◆ Required actions:
[A] Translate this sentence from the career spotlight into Spanish: "I'm a firm believer in first hand experience."
[B] Please set down the part of the career spotlight between "I applied to" and "I can serve.", inclusive.

Career Girl Spotlight: Damali
This week's career spotlight comes from Damali - a passionate educator focused on equipping parents and educators with the skills they need to positively impact the lives and development of children with disabilities through learning. Find out what an average day is like in Damali's world as well as what she does to unwind after a long day.
What do you do?
I provide direct service to children with Autism and other developmental delays. I also provide training for parents of children with autism and educator workshops throughout New York City.
Tell us a little bit about yourself
I was born to Jamaican immigrants and grew up in Brooklyn, NY. I love to explore and that manifests in multiple forms, which include but not limited to: baking, travel, studying, etc.
What's your academic background?
I have Bachelor of Business Administration in Computer Information Systems, a Masters of Science in Teaching Students w/ Disabilities and an advanced certification in Applied Behavior Analysis.
What drew you to your current industry? Why have you stayed?
I applied to the New York City Teaching Fellows to leave the corporate scene I was in and I've stayed because I enjoy seeing the impact that my work has on the lives of others.
What does an average day look like for you?
It varies. I am sometimes in a school setting, providing clinical support to the teachers and other times, I'm in the home setting providing clinical support to parents and staff of children with Autism.
What's been your biggest professional achievement?
Becoming a Board Certified Behavior Analyst. This is incredibly valuable to me as it is internationally recognized so there are little to no limits to where I can practice and the families I can serve.
What do you do to unwind after a long day?
I sometimes cook, play music or watch an episode of the Real Housewives...
What's the next step in your career journey?
I'm building a web-based platform so I can offer my services and products to families outside my geographical area.
What advice would you give women trying to break into a new industry?
I'm a firm believer in first hand experience. Give everything a try before you decide. Trust that you will know what's a fit for you and ignore external (cultural, familial, societal, etc.) ideas of "who, what & when you're supposed to be...". Set yourself free!!!

◆ Record excerpts:
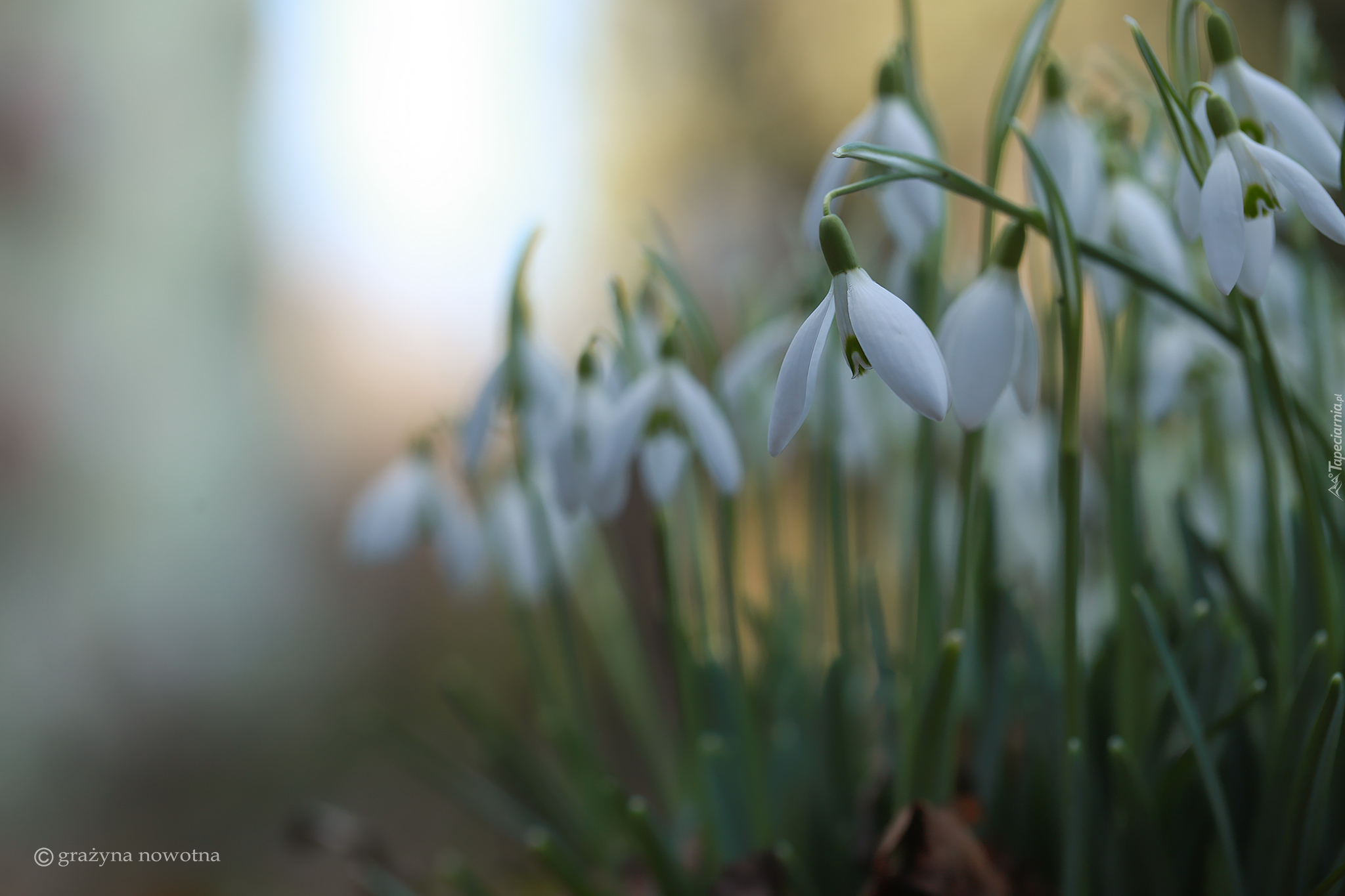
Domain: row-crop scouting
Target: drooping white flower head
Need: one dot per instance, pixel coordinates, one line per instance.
(1136, 221)
(576, 444)
(662, 416)
(879, 332)
(1070, 151)
(526, 381)
(910, 209)
(1238, 200)
(1277, 112)
(989, 339)
(408, 503)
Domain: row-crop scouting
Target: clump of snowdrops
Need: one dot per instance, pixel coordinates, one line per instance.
(795, 628)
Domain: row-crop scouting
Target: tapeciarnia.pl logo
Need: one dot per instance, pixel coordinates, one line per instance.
(1333, 469)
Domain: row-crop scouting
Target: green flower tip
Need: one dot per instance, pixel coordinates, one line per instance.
(891, 81)
(669, 349)
(586, 366)
(1055, 82)
(835, 245)
(1223, 39)
(1222, 119)
(1009, 247)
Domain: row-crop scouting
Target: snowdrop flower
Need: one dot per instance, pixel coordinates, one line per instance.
(1270, 106)
(1134, 219)
(658, 416)
(1238, 198)
(1071, 152)
(989, 339)
(572, 454)
(407, 503)
(526, 381)
(879, 332)
(910, 209)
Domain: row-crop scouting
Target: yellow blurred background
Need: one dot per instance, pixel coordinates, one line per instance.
(248, 247)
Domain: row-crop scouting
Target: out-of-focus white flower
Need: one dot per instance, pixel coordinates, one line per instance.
(989, 339)
(575, 446)
(879, 332)
(408, 503)
(1070, 151)
(1270, 106)
(658, 416)
(910, 209)
(529, 381)
(1238, 200)
(1329, 108)
(1136, 221)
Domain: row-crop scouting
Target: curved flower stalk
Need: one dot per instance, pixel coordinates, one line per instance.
(573, 452)
(408, 503)
(1271, 108)
(527, 381)
(989, 339)
(1136, 221)
(911, 209)
(662, 416)
(879, 332)
(1238, 200)
(1071, 152)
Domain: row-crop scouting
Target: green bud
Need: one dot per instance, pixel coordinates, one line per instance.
(586, 366)
(1055, 82)
(1222, 119)
(1223, 39)
(891, 81)
(835, 245)
(1007, 250)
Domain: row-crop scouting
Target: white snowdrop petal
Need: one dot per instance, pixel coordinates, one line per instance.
(1188, 202)
(514, 543)
(1259, 240)
(751, 355)
(899, 345)
(386, 519)
(831, 174)
(459, 544)
(662, 458)
(1028, 360)
(1312, 198)
(799, 377)
(1146, 230)
(479, 423)
(1297, 128)
(978, 341)
(709, 430)
(1222, 221)
(615, 446)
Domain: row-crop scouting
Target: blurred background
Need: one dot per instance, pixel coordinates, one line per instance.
(248, 247)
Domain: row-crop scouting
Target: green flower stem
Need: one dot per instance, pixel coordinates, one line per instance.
(1308, 489)
(967, 477)
(1277, 566)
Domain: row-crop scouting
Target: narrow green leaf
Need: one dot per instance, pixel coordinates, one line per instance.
(1009, 93)
(931, 770)
(662, 861)
(1195, 731)
(1301, 792)
(558, 861)
(1059, 227)
(1331, 880)
(689, 305)
(1174, 106)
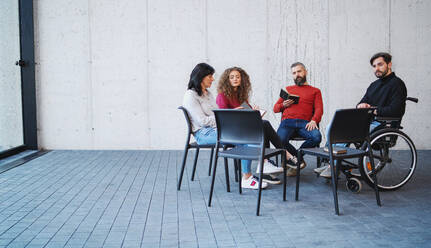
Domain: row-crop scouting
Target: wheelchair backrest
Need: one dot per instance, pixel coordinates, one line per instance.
(350, 125)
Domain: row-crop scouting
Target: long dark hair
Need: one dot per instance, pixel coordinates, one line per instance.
(200, 71)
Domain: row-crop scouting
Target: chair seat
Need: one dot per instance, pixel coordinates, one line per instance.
(195, 145)
(249, 153)
(320, 152)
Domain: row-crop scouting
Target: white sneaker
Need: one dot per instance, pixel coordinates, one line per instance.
(321, 168)
(269, 168)
(252, 183)
(291, 162)
(326, 173)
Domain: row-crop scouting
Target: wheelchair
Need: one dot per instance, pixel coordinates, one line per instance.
(395, 158)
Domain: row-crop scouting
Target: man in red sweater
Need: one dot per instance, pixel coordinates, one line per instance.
(303, 117)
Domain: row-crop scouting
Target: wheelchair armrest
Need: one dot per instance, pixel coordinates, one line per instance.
(387, 119)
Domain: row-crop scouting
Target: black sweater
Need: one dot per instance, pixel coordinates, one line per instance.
(388, 94)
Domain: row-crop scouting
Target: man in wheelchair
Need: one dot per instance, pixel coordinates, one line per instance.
(387, 95)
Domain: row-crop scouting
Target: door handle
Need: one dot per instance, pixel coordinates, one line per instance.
(20, 63)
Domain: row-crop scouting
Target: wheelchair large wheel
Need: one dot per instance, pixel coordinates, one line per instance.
(395, 159)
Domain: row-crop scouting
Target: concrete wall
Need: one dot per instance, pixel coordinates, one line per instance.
(110, 74)
(11, 131)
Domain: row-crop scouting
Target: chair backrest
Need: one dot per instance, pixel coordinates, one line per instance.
(350, 125)
(187, 117)
(239, 126)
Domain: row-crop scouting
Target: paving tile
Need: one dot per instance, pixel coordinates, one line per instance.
(129, 198)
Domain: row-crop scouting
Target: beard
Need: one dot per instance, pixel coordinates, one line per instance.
(300, 80)
(381, 74)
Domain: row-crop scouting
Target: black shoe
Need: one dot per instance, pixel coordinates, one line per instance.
(268, 178)
(291, 162)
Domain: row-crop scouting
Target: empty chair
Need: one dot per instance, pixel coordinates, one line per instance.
(240, 128)
(194, 145)
(348, 126)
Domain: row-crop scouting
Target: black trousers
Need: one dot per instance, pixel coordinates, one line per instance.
(271, 136)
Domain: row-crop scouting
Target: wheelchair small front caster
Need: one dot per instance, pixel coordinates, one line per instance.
(354, 185)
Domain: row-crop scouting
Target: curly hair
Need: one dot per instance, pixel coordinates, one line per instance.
(244, 90)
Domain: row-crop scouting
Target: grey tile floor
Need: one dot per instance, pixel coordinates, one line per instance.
(129, 199)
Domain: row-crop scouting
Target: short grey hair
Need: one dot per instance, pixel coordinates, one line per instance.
(297, 64)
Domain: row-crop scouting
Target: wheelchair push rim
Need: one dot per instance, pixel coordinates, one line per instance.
(395, 159)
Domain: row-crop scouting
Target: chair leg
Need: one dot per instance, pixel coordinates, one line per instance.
(186, 150)
(226, 168)
(235, 165)
(213, 177)
(211, 160)
(238, 171)
(259, 196)
(283, 163)
(376, 189)
(194, 164)
(226, 173)
(334, 177)
(298, 172)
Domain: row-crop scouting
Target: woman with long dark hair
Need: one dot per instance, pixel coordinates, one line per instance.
(199, 103)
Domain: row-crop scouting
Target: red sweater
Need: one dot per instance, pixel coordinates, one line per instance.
(309, 107)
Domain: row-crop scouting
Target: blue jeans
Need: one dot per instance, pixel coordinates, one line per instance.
(208, 136)
(289, 126)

◆ Answers for the tasks:
[A] Creo firmemente en la experiencia de primera mano.

[B]
I applied to the New York City Teaching Fellows to leave the corporate scene I was in and I've stayed because I enjoy seeing the impact that my work has on the lives of others.
What does an average day look like for you?
It varies. I am sometimes in a school setting, providing clinical support to the teachers and other times, I'm in the home setting providing clinical support to parents and staff of children with Autism.
What's been your biggest professional achievement?
Becoming a Board Certified Behavior Analyst. This is incredibly valuable to me as it is internationally recognized so there are little to no limits to where I can practice and the families I can serve.